_What is needed_
Reproduce the material below word for word, leaving out the pictures.

Entries from a point annotation set:
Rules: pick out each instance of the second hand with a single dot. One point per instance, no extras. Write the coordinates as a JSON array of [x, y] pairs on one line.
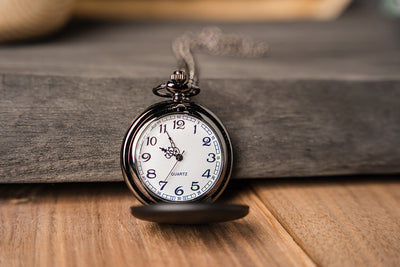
[[179, 157]]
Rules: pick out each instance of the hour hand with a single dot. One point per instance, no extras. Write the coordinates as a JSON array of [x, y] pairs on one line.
[[170, 152]]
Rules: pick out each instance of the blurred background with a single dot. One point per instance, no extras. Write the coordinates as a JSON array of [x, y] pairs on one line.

_Correct result_
Rules: pick out each instance of the second hand with a single dot. One point per instance, no extras. Write the coordinates as a JSON array of [x, y] pairs on one line.
[[179, 157]]
Rules: pick out each instance of the hour hand with a single dot. One point per instance, no extras. Write the coordinates as a JSON array of [x, y] pairs on one line.
[[170, 152]]
Rules: pick out each instance of the blurred background with a single dot. One point per instance, no extras. Write the coordinates as a JSON array of [x, y] pairs on one line.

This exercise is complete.